Przyczynkiem do opowieści o dawnym studiu fotograficznym będzie Magus 80 - aparat studyjny Edmunda Studnickiego z Bielska Białej, który w latach 1970 - 1985 w swojej manufakturze stolarsko - modelarskiej robił na zamówienie te znakomite kamery wielkoformatowe dla polskich zakładów fotograficznych. Egzemplarz oznaczony numerem 80, z kolekcji Grzegorz Mehringa, jest jednym z czterech, a może pięciu, zachowanych w Polsce.

Ciekawostką wystawy będzie też na pewno aparat S -13, fotokarabin z Warszawskich Zakładów Foto-Optycznych, który służył pilotom myśliwców Ludowego Wojska Polskiego do rejestracji wyników strzelania “na sucho”.
=-=-=-=-=
POLECENIA:
**A.** W jakich latach Edmund Studnicki robił aparaty studyjne, według fragmentu strony o dawnym studiu fotograficznym?
**B.** Kontynuuj fragment strony o dawnym studiu fotograficznym, zaczynając od miejsca, w którym się kończy.

DOSTARCZONE WIERSZE:
=-=-=-=-=
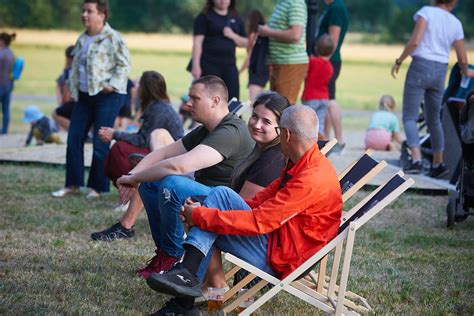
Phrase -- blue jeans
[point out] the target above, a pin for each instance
(321, 109)
(424, 81)
(99, 110)
(163, 200)
(252, 249)
(5, 98)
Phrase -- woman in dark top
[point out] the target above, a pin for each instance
(217, 31)
(259, 169)
(161, 126)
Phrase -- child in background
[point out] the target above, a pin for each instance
(316, 92)
(384, 130)
(42, 127)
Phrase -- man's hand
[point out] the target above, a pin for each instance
(108, 89)
(395, 69)
(186, 213)
(106, 134)
(127, 186)
(264, 30)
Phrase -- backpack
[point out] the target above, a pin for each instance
(17, 68)
(466, 120)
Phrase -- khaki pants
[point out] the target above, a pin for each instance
(287, 80)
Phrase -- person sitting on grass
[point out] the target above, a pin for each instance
(212, 151)
(384, 130)
(316, 85)
(276, 230)
(42, 127)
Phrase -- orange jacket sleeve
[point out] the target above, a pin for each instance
(272, 213)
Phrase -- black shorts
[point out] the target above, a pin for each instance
(336, 65)
(65, 110)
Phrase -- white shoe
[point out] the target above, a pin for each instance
(66, 191)
(119, 207)
(203, 297)
(92, 194)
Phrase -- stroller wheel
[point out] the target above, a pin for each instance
(451, 211)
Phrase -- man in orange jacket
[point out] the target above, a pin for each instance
(276, 231)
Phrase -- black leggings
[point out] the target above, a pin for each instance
(227, 72)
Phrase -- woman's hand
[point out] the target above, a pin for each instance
(186, 213)
(106, 134)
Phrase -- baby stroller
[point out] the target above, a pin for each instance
(452, 95)
(462, 115)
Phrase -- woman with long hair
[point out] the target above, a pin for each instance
(98, 81)
(217, 31)
(436, 30)
(160, 126)
(7, 60)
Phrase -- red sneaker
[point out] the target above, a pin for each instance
(160, 262)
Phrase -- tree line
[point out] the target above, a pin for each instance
(391, 19)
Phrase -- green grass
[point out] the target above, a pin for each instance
(360, 85)
(405, 261)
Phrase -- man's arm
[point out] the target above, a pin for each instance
(291, 35)
(294, 198)
(200, 157)
(162, 153)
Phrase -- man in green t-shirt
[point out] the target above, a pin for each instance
(211, 151)
(335, 22)
(287, 48)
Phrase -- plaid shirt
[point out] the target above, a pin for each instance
(108, 63)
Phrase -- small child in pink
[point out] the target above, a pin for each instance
(384, 130)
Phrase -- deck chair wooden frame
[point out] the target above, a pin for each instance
(354, 177)
(333, 300)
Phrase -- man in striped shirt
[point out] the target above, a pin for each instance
(287, 49)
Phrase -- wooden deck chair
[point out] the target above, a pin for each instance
(333, 300)
(353, 178)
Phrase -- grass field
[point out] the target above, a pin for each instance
(405, 262)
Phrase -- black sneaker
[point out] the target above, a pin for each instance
(177, 281)
(438, 172)
(413, 168)
(117, 231)
(173, 308)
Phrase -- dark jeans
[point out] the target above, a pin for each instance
(227, 72)
(99, 110)
(5, 98)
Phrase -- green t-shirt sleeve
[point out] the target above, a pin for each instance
(297, 13)
(224, 139)
(336, 16)
(193, 138)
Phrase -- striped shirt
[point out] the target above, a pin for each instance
(288, 13)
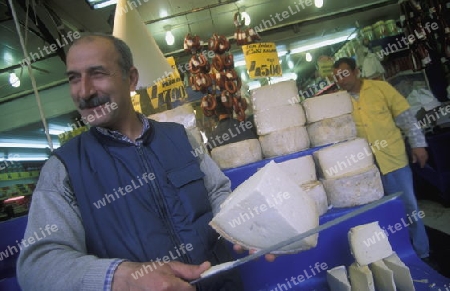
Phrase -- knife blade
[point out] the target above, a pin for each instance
(233, 264)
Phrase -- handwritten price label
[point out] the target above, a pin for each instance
(262, 60)
(136, 101)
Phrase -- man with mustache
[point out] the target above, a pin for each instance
(381, 113)
(151, 232)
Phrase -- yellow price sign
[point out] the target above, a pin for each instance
(168, 89)
(262, 60)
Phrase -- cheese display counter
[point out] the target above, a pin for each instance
(308, 270)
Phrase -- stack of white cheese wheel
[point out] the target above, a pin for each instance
(303, 172)
(329, 118)
(237, 154)
(185, 116)
(279, 119)
(349, 174)
(376, 266)
(266, 209)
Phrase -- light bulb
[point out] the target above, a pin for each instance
(318, 3)
(170, 39)
(14, 80)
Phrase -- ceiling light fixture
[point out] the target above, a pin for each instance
(16, 143)
(14, 80)
(290, 64)
(318, 3)
(170, 39)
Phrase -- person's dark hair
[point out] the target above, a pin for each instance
(123, 50)
(221, 109)
(346, 60)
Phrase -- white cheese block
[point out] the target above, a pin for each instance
(196, 140)
(337, 279)
(382, 276)
(361, 278)
(355, 190)
(182, 114)
(331, 130)
(237, 154)
(402, 274)
(369, 243)
(282, 93)
(266, 209)
(278, 118)
(327, 106)
(316, 191)
(301, 170)
(344, 159)
(284, 142)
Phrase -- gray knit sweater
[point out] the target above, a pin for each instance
(59, 260)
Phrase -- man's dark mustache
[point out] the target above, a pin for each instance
(93, 102)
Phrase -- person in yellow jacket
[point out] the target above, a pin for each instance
(381, 114)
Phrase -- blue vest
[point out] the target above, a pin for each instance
(143, 203)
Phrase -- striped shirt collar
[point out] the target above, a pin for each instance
(119, 136)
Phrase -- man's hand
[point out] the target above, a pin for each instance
(419, 155)
(239, 249)
(131, 276)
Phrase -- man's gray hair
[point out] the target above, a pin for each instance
(124, 51)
=-=-=-=-=
ODPOWIEDZI:
**A.** W latach 1970–1985.

**B.**
- Przedstawię też postać Marka Mazura, który do śmierci w 2015 r. konstruował miniaturowe aparaty fotograficzne na najwyższym światowym poziomie technologicznym i artystycznym - zaznacza gdański fotoreporter. - Nie sposób go pominąć na naszej wystawie, ponieważ był gdańszczaninem i tworzył cudowne rzeczy, w Gdańsku zasłynął szczególnie bursztynowym obiektywem.

Na wystawie zobaczyć będzie można dwa aparaty artysty - fotografującą broszkę oraz spinki do mankietów, a także skonstruowany przez niego obiektyw Mazuron shift tilt, który jest używany przez wielu fotoreporterów i artystów fotografików.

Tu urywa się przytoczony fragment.